Required work => Count the rows below that contain the word "white" and give only that number.

Given entries =>
##########

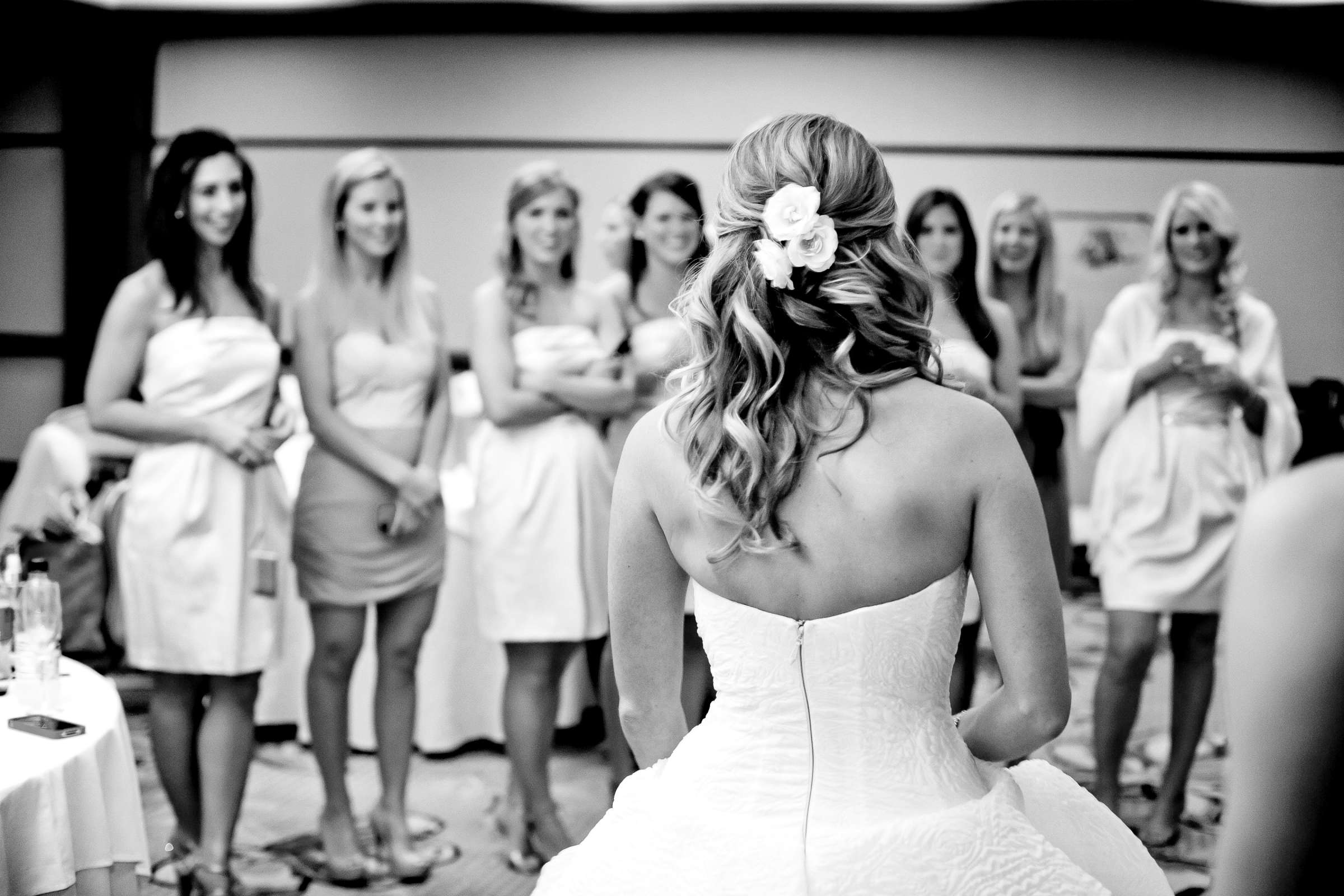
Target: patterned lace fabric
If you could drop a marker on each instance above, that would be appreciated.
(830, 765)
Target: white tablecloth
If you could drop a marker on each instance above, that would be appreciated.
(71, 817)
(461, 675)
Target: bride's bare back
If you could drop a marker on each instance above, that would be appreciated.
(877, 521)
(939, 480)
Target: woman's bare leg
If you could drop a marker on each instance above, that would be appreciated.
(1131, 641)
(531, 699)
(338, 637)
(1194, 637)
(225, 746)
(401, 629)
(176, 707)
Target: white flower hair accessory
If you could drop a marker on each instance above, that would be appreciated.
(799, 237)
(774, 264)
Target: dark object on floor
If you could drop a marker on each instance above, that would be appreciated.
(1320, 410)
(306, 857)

##########

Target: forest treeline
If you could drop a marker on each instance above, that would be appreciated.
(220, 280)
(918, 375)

##########

Complete response => 2